--- Begin RECORD EXCERPTS ---

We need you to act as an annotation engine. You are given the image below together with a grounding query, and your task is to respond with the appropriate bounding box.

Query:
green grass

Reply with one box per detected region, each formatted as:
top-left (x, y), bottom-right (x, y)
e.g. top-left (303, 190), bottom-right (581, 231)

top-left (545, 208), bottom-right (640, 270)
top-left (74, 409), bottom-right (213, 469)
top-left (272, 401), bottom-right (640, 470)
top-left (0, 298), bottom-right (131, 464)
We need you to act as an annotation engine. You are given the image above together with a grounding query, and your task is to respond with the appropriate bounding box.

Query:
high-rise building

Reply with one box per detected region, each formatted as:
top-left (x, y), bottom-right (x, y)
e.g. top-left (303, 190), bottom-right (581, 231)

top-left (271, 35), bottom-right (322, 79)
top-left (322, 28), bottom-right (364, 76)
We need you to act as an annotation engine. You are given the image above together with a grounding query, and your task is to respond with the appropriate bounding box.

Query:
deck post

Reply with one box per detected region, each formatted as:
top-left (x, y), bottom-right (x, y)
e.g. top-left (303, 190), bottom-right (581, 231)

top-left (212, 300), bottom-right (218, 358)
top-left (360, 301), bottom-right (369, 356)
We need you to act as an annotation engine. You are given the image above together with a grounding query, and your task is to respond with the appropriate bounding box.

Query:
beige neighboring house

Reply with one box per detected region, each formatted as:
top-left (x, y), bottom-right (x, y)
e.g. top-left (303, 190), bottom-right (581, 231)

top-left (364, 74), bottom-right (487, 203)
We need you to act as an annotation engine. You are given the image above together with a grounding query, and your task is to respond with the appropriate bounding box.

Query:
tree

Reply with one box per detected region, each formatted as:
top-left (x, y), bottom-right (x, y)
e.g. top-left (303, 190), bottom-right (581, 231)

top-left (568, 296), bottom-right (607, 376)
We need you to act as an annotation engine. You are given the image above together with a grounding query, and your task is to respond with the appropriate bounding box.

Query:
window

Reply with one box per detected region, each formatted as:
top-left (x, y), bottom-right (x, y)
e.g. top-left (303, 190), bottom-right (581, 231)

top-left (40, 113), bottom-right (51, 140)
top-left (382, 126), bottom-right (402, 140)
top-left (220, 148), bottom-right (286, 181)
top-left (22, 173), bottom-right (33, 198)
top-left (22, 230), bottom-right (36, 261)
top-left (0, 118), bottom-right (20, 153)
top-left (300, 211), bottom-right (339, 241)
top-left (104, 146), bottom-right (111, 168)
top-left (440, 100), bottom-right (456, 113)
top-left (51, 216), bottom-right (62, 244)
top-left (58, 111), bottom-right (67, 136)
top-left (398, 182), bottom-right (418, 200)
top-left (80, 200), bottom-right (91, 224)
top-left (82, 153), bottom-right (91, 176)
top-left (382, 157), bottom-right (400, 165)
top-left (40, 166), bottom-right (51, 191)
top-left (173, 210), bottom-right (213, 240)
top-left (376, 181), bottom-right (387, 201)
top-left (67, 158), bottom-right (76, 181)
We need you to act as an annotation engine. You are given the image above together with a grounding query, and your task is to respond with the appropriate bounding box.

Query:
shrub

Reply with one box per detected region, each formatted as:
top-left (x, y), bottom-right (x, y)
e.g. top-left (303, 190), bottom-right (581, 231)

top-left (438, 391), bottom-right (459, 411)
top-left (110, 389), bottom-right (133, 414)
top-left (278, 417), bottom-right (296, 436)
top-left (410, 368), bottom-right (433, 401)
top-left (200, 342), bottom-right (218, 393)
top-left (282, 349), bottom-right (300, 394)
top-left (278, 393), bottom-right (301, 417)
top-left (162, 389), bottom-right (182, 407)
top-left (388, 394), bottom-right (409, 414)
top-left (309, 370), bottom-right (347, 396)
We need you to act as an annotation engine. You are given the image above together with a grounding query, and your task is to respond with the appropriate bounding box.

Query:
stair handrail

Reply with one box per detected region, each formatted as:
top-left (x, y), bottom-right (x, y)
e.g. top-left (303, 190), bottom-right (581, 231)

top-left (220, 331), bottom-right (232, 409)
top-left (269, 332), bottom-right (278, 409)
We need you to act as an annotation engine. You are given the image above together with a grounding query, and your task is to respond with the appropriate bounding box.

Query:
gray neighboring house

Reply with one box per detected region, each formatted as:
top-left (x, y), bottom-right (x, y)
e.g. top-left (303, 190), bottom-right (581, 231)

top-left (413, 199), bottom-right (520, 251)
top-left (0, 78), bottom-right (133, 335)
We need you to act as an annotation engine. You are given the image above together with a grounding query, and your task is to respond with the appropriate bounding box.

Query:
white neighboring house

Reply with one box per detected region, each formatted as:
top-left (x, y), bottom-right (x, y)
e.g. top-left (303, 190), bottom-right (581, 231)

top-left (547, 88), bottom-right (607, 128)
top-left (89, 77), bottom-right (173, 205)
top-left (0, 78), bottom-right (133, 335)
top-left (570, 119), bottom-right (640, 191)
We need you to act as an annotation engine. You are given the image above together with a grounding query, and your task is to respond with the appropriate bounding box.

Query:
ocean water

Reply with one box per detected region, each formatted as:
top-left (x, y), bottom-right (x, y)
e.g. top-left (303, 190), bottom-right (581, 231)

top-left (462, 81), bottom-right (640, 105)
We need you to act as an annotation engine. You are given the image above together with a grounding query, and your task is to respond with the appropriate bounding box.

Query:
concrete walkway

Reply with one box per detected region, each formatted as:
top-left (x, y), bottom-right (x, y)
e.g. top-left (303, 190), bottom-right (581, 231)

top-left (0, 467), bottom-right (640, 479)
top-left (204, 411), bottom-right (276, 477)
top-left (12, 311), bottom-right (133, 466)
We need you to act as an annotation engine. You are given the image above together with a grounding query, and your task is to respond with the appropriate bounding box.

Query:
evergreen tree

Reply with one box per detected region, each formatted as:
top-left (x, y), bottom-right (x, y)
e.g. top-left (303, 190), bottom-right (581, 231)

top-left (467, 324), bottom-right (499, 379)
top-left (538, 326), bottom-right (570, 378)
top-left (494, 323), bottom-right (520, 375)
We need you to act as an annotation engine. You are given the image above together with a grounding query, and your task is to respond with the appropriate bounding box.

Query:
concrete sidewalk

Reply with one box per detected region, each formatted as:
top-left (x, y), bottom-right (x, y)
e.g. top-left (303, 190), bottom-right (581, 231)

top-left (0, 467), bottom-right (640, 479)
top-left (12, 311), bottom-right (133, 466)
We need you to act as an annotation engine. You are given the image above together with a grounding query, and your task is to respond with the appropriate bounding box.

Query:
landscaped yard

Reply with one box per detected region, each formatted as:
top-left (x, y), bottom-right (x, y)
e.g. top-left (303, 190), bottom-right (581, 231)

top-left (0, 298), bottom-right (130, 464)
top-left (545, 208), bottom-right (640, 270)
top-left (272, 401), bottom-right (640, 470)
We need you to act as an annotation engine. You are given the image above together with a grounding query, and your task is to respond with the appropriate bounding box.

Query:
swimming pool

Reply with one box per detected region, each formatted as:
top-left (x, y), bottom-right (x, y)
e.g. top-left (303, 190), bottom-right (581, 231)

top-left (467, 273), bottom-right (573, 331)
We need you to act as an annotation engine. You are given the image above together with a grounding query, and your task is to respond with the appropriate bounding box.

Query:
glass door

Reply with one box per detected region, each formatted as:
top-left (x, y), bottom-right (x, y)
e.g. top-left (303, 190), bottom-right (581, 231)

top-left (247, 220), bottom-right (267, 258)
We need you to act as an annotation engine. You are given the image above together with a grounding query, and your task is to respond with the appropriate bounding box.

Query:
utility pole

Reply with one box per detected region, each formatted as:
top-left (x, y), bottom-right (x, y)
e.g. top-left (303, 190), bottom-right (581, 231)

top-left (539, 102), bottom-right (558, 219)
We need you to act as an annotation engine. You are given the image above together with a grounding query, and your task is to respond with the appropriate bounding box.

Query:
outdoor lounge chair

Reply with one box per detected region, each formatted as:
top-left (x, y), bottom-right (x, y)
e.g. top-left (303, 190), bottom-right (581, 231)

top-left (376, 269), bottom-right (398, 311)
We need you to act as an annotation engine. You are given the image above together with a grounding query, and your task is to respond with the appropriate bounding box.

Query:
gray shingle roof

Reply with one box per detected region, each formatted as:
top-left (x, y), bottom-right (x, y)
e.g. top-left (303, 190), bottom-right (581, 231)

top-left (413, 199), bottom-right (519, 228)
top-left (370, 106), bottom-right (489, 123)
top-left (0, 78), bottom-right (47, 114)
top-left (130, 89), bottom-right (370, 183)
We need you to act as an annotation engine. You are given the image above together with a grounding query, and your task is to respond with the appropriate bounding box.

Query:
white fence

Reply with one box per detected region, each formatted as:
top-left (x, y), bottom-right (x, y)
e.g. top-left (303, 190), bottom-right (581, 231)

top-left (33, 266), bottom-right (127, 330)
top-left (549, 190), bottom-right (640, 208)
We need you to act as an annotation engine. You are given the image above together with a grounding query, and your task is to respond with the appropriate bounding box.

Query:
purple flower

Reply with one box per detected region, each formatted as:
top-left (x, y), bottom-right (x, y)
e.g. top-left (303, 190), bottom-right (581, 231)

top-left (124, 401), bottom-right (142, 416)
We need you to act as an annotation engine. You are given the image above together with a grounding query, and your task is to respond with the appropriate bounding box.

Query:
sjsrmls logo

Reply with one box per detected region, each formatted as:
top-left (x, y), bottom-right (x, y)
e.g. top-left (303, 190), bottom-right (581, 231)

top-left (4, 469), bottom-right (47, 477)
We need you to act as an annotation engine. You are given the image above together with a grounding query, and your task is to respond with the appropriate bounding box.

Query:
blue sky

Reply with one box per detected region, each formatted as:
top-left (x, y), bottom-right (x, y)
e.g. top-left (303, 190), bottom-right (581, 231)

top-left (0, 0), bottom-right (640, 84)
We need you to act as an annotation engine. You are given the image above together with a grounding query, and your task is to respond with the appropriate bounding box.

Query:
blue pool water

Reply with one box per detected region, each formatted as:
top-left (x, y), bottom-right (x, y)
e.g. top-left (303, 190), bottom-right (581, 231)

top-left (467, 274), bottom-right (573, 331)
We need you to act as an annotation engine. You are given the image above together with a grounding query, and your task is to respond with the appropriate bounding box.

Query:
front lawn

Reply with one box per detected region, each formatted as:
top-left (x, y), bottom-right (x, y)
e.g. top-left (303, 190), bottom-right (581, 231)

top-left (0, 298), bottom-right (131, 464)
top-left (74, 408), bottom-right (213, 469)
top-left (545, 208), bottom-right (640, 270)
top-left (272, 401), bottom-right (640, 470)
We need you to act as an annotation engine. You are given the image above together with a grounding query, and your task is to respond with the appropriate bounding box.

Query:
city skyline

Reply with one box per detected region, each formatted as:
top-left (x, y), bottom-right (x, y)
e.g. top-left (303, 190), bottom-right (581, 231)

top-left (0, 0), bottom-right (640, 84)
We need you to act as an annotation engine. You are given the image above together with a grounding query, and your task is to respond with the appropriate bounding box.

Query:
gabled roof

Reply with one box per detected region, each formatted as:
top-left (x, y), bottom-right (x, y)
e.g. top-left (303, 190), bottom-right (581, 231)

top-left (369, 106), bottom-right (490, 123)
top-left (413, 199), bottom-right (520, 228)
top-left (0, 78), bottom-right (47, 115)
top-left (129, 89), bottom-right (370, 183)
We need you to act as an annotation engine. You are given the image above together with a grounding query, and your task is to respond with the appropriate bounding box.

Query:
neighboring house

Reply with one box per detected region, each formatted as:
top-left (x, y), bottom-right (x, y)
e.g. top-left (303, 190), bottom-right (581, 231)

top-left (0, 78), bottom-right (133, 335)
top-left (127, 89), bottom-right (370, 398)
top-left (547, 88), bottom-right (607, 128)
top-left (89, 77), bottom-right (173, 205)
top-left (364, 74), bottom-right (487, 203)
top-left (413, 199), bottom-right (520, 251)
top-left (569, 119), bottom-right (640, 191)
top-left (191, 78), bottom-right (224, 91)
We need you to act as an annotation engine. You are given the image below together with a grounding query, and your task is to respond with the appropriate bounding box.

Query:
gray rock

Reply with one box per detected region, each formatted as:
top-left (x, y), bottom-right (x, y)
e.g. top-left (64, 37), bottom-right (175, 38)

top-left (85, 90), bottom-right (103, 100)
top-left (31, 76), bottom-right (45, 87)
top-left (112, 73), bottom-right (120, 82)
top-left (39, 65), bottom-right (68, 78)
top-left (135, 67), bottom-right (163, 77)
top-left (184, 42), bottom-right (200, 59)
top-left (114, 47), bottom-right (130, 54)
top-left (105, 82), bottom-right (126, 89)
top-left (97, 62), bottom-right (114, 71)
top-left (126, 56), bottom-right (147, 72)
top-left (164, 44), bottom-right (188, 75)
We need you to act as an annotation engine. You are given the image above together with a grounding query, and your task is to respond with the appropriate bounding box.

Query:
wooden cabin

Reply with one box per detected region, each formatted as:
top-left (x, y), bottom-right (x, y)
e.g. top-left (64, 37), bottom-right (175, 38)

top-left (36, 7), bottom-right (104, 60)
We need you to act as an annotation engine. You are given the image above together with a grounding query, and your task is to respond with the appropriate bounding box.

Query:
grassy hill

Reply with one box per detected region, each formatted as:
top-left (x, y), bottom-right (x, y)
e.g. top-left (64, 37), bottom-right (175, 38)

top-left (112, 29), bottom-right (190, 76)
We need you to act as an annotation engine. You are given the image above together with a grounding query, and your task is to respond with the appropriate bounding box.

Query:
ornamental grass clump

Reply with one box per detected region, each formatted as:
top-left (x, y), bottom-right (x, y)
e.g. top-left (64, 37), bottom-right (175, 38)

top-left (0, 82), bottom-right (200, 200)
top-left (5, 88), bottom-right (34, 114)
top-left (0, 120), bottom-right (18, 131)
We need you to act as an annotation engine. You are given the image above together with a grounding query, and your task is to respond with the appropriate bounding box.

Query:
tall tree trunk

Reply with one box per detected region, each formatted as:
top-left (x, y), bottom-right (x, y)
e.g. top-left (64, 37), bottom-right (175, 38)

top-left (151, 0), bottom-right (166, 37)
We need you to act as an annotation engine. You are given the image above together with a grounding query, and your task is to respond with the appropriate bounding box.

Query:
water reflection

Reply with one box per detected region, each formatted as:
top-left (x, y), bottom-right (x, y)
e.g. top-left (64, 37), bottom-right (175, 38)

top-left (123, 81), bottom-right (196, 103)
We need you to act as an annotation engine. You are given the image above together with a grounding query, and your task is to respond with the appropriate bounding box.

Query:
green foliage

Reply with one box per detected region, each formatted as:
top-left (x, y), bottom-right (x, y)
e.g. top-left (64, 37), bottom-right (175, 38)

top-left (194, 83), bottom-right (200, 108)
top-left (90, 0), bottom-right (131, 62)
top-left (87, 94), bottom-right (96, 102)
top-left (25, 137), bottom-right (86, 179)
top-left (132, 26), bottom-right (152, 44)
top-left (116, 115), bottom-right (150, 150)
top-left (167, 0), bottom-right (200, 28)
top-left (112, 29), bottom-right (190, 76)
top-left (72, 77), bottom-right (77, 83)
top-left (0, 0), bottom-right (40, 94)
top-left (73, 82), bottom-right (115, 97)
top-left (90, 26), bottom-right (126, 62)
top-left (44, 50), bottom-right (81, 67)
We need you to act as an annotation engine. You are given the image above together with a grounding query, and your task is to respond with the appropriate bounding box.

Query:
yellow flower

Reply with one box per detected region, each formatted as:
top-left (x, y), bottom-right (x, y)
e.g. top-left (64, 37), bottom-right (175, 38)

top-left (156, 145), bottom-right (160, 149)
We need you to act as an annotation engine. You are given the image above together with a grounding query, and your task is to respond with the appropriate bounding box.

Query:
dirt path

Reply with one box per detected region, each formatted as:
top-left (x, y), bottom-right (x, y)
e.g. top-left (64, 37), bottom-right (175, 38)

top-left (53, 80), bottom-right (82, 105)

--- End RECORD EXCERPTS ---

JOB: Copy out, word for word, the portion of the records above that begins with their first line and ends with the line containing "top-left (322, 28), bottom-right (364, 76)". Include both of those lines.

REPLY TO THE EXERCISE:
We need you to act as an annotation engine. You are given the image below together with a grounding query, and your task is to respond with the appropriate bounding box.

Query:
green grass

Reply with one box per detected region, each formatted as:
top-left (x, y), bottom-right (x, y)
e.g. top-left (303, 190), bottom-right (581, 231)

top-left (545, 208), bottom-right (640, 270)
top-left (74, 409), bottom-right (213, 469)
top-left (272, 401), bottom-right (640, 470)
top-left (0, 298), bottom-right (131, 464)
We need you to act as an annotation engine. You are given the image above together with a grounding query, and your task is to respond with the appropriate bounding box.

Query:
high-rise building

Reply with one box per detected region, each formatted as:
top-left (x, y), bottom-right (x, y)
e.g. top-left (303, 190), bottom-right (581, 231)

top-left (271, 35), bottom-right (322, 79)
top-left (322, 28), bottom-right (364, 76)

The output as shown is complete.